§ **Exercise goal**
Leave out the pictures; transcribe all else exactly.

§ **Listed records**
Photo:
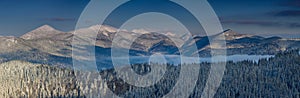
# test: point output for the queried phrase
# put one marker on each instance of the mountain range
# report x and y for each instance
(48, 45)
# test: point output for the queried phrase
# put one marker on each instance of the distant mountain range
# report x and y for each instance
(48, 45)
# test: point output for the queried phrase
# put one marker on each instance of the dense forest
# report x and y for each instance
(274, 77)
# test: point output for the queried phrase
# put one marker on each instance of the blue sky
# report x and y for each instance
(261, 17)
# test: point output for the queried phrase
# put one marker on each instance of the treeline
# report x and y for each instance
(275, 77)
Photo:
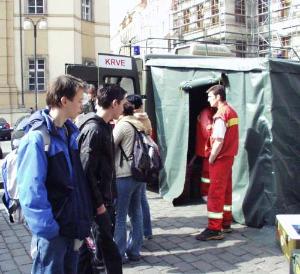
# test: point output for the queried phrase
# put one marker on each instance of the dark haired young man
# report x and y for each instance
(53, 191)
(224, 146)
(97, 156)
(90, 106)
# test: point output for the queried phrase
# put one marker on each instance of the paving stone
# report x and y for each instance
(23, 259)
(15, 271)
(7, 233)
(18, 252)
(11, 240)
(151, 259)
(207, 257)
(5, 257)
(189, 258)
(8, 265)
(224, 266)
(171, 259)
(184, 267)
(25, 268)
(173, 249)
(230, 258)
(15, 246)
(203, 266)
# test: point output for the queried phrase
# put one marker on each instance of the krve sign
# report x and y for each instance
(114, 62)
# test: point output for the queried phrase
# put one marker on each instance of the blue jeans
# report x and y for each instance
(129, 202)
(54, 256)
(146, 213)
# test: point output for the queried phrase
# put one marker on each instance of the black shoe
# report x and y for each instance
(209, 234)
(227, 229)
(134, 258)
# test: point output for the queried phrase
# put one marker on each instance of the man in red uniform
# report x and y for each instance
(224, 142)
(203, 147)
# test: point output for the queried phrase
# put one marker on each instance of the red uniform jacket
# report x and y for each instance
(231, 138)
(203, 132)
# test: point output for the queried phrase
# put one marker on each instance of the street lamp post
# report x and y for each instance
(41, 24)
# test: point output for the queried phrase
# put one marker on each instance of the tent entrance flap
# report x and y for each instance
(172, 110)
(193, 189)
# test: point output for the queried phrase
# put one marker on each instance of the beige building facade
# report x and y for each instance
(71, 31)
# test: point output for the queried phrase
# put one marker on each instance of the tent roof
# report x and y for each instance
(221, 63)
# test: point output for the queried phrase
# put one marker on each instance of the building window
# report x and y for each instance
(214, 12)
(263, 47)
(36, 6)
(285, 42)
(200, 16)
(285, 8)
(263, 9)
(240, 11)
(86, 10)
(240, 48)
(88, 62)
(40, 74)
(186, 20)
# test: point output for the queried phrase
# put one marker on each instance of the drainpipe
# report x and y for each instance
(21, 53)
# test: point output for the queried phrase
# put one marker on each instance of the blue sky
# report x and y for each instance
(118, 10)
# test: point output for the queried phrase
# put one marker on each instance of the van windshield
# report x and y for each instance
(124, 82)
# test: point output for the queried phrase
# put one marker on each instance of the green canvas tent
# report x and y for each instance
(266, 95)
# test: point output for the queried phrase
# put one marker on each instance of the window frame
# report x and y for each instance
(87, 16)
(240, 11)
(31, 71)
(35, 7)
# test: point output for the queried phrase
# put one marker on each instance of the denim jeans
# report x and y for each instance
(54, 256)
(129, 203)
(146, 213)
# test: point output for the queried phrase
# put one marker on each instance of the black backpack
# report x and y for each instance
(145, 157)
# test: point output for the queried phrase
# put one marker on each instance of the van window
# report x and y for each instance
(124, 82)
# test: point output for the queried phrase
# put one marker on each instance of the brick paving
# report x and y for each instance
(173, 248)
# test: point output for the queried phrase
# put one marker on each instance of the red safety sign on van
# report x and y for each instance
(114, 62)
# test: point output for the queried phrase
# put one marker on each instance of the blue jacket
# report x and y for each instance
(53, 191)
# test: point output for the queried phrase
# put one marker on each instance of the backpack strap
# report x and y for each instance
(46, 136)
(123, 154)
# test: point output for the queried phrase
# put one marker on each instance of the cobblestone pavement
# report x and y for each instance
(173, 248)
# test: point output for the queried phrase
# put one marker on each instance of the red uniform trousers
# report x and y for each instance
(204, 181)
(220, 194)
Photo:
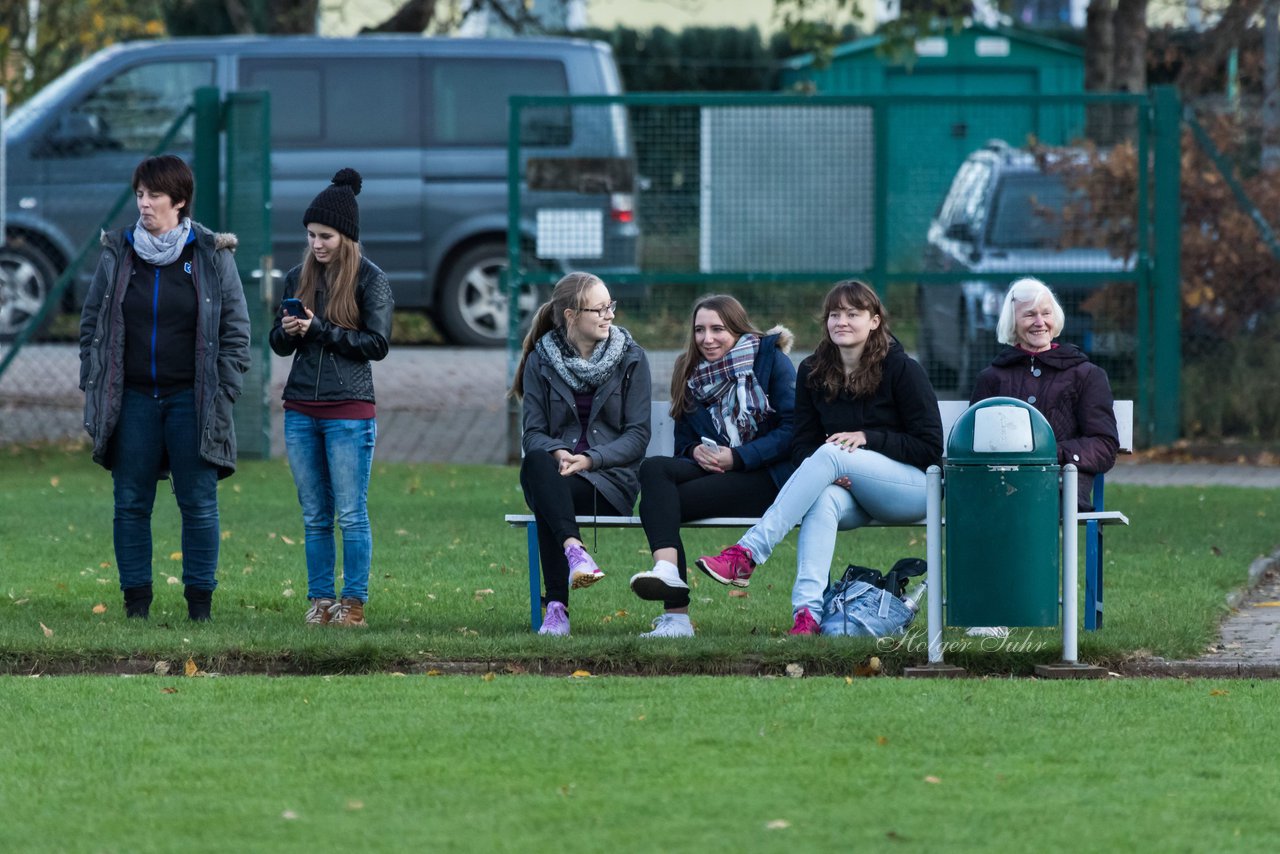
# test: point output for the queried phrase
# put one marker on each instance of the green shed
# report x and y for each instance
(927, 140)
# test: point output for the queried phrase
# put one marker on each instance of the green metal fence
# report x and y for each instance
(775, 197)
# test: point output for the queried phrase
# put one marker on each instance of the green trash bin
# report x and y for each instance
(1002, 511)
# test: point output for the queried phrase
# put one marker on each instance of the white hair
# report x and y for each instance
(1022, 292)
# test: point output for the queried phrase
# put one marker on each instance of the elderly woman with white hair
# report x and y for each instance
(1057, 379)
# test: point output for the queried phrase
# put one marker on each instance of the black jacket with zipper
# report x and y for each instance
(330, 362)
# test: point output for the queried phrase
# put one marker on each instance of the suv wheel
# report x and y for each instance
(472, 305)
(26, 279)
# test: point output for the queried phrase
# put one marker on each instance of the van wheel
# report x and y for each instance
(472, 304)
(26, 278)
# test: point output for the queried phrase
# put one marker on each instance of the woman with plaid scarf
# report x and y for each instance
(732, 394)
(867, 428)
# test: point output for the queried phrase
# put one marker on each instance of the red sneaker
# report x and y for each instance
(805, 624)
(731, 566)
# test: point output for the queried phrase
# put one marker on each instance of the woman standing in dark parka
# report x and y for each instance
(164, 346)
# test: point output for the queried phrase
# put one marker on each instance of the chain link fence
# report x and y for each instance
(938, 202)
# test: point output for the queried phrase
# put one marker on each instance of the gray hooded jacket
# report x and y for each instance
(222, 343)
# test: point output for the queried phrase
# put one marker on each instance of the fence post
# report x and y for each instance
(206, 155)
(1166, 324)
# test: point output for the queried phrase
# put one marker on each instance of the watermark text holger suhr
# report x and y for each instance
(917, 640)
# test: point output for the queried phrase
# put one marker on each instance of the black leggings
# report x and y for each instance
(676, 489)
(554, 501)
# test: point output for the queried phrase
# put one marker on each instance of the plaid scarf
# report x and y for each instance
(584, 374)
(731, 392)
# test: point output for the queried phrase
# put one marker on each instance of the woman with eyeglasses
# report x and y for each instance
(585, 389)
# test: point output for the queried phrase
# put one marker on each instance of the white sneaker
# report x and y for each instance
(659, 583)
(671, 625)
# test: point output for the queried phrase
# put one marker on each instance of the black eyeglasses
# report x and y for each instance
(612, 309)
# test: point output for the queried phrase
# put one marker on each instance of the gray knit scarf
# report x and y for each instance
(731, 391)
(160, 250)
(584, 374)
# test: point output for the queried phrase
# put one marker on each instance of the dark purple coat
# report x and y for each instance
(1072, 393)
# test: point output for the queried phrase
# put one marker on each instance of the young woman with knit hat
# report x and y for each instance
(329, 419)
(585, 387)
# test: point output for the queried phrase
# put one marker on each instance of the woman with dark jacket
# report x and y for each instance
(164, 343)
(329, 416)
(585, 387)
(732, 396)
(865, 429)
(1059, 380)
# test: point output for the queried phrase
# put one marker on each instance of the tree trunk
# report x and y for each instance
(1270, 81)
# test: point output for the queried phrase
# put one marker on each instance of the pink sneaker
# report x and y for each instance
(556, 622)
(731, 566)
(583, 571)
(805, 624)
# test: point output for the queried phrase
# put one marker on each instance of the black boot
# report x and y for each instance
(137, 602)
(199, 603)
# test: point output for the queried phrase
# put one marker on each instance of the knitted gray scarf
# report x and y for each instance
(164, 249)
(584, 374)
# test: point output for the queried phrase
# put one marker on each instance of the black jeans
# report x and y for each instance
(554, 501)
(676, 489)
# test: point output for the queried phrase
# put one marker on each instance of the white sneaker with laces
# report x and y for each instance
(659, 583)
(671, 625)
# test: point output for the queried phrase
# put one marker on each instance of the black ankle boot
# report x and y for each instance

§ **The answer**
Photo:
# test: point output for the queried phrase
# put one marker on each instance of the mountain range
# report x and y for each instance
(48, 45)
# test: point output for the queried phrase
# put one marker on each instance of the distant mountain range
# report x and y for each instance
(48, 45)
# test: point output for the queried phrase
# put one marker on each instance of the dense forest
# report x and y for each instance
(274, 77)
# test: point output for the queried phrase
# put one marker on each instance of the blue sky
# report x and y for each instance
(261, 17)
# test: point output for the queried phrase
# put one marker on each instance of the treeline
# report x and y for each instance
(275, 77)
Photo:
# test: point output for the queried phrase
# put one marker on each instance of the dark haired young man
# report x and y for each instance
(53, 191)
(224, 146)
(97, 156)
(90, 106)
# test: point output for the queried phrase
# put one marker on each instance of the paving stone
# report x and y for each instance
(23, 259)
(15, 271)
(7, 233)
(18, 252)
(11, 240)
(151, 259)
(207, 257)
(5, 257)
(189, 258)
(8, 265)
(224, 266)
(171, 259)
(184, 267)
(25, 268)
(173, 249)
(230, 258)
(15, 246)
(203, 266)
# test: point output for the queried phrase
# put one marker on each instance of the krve sign
# report x and y for each instance
(114, 62)
# test: point output for the queried phrase
# put one marker on each instance of the blue jeans
# report x and y for each instance
(129, 202)
(54, 256)
(146, 213)
# test: point output for the queried phrase
# put one marker on each instance of the black shoe
# report x and y for each instance
(209, 234)
(227, 229)
(134, 258)
# test: point output for the queried phrase
# put one marker on each instance of the man in red uniform
# report x and y for each instance
(224, 142)
(203, 147)
# test: point output for the queried phrase
# put one marker on each instance of the red uniform jacket
# report x and y for each instance
(231, 138)
(203, 132)
# test: point output for the queried phrase
# put one marker on each instance of the street lamp post
# report x and y for each instance
(41, 24)
# test: point output for the queried phrase
# put one marker on each instance of the tent entrance flap
# report x and y for each instance
(172, 110)
(193, 189)
# test: point output for the queried phrase
# put one marker on each instance of the beige building facade
# report x and y for each instance
(71, 31)
# test: point output for the queried phrase
# put one marker on each instance of the tent roof
# report x and y for each instance
(221, 63)
# test: point output for the queried phrase
# put one marker on each instance of the building window
# report x and y for each instance
(214, 12)
(263, 47)
(36, 6)
(285, 42)
(200, 16)
(285, 8)
(263, 9)
(240, 11)
(86, 10)
(240, 48)
(88, 62)
(40, 74)
(186, 20)
# test: point output for the queried phrase
# put one marker on each instance of the drainpipe
# report x and y for each instance
(21, 53)
# test: point output for the queried phrase
# put one marker on each instance of the blue sky
# report x and y for each instance
(118, 10)
# test: point output for the queried phrase
# put one marker on each instance of the van windshield
# report x and y for each instance
(124, 82)
# test: point output for the queried phrase
# put one marker on each instance of the green canvas tent
# report x and y for each instance
(266, 95)
# test: point output for the queried phrase
# put one marker on each instance of the window frame
# report x and y for each instance
(87, 16)
(240, 11)
(31, 71)
(35, 7)
# test: point output for the queried phrase
# put one marker on each instance of the denim jeans
# report x and y for each instance
(54, 256)
(129, 203)
(146, 213)
# test: point output for the queried phrase
# put one marker on each instance of the black backpack
# report x and y for each instance
(145, 157)
# test: point output for the queried phrase
# put one marker on each instance of the van window
# report x and y for each instance
(124, 82)
# test: point output for the queried phrase
# put one marker on each instance of the brick paving
# report x and y for each instance
(173, 248)
# test: point output for the queried phrase
# put one marker on each instance of the red safety sign on van
# report x and y for each instance
(114, 62)
# test: point output for the queried phrase
# put one marker on each instance of the blue jacket
# report x and y for each instance
(53, 191)
# test: point output for the queried phrase
# put one marker on each instance of the backpack strap
# report x and y for each instance
(46, 136)
(123, 154)
# test: point output for the queried phrase
# put one marker on each instance of the cobblestone pavement
# report x and y for each instance
(173, 248)
# test: point output for the queried phrase
# put one marker on each instance of the red uniform trousers
# report x and y for each instance
(204, 181)
(220, 194)
Photo:
# test: point output for the queried phrase
# put one marker on each instance of the green shed
# report x and y for each instance
(927, 140)
# test: point output for the queried phrase
# put one marker on each instance of the green metal fence
# report x and y for each instance
(775, 197)
# test: point output for the queried phrase
# put one marker on each instance of the green trash bin
# report x and y for each instance
(1002, 511)
# test: point output for the queried phrase
# put one marker on each instance of the white hair
# report x and y for each instance
(1022, 292)
# test: point output for the queried phrase
# put one marker on each instance of the elderly woman with white hair
# report x and y for each instance
(1057, 379)
# test: point output for the queried phrase
# put one marker on each instance of the black jacket with zipper
# report x and y for each instance
(330, 362)
# test: point output for the queried phrase
# put one marker on each instance of the suv wheel
# report x and y for each instance
(472, 305)
(26, 279)
# test: point output for the queried phrase
# put one marker on each instance of the van wheel
# report x and y for each instance
(472, 304)
(26, 278)
# test: point output for the queried phrase
# put one marker on each instance of the woman with plaid scarf
# report x and y for each instance
(732, 394)
(867, 428)
# test: point output for the queried phrase
# put one marker on each instance of the red sneaker
# report x and y for each instance
(805, 624)
(731, 566)
# test: point output for the queried phrase
# put one marker on each instance of the woman standing in dark parka
# report x and y for each instance
(164, 346)
# test: point output for the queried phrase
# put one marker on each instance of the chain link fence
# report x and y for each instance
(938, 202)
# test: point output for the queried phrase
# put one marker on each instance of the gray hooded jacket
# report x and y for each instance
(222, 343)
# test: point output for the queried phrase
# put one marker on each instance of the fence post
# report x and y for each instance
(206, 155)
(1166, 324)
# test: point output for the queried phrase
# put one marker on each instance of the watermark text holger suhr
# report x and y for each instance
(917, 640)
# test: point output for the queried phrase
# put one marker on each instance of the black leggings
# report x and y for each instance
(676, 489)
(554, 501)
# test: point output for the queried phrase
# put one marker on each instance of the plaid scarf
# report x and y for each instance
(584, 374)
(731, 392)
# test: point output for the queried phrase
# put one marker on each instance of the woman with eyeglasses
# report x and y for each instance
(585, 389)
# test: point output for the queried phrase
# put one marker on each instance of the white sneaker
# report x and y for each instance
(659, 583)
(671, 625)
# test: point output for the queried phrase
# put one marker on each instance of the black eyeglasses
# report x and y for each instance
(612, 309)
# test: point output for the queried phrase
# put one marker on each instance of the gray knit scarf
# report x and y for each instance
(731, 391)
(160, 250)
(584, 374)
# test: point output for the queried phrase
# put one marker on each instance of the dark purple coat
# report x and y for each instance
(1072, 393)
# test: point output for the queried phrase
# put one marker on each instance of the young woman with knit hat
# report x and y for each instance
(329, 419)
(585, 387)
# test: point output for the queried phrase
# put one marker on each instance of the woman with dark jacket
# report x and y for each instance
(164, 343)
(329, 416)
(585, 387)
(732, 396)
(865, 429)
(1059, 380)
# test: point output for the queried phrase
# put one marker on each instance of the tree trunk
# report x and y for each instance
(1270, 81)
# test: point output for the queried phrase
# put one marker on each instance of the pink sneaker
# report x and y for each instance
(556, 622)
(731, 566)
(583, 571)
(805, 624)
# test: point output for the queried phrase
# put one marker on each instance of the black boot
# report x and y for each instance
(137, 602)
(199, 603)
# test: point output for the queried phrase
# put one marker on each instance of the knitted gray scarf
# report x and y for each instance
(164, 249)
(584, 374)
# test: point output for the queried phrase
# put one marker on each instance of the black jeans
# report x and y for each instance
(554, 501)
(676, 489)
# test: point output for the queried phrase
# put one marker on each instance of the white sneaker with laces
# report x and y for each instance
(659, 583)
(671, 625)
# test: point output for the queried phrase
# put one marker on each instance of the black ankle boot
# report x and y for each instance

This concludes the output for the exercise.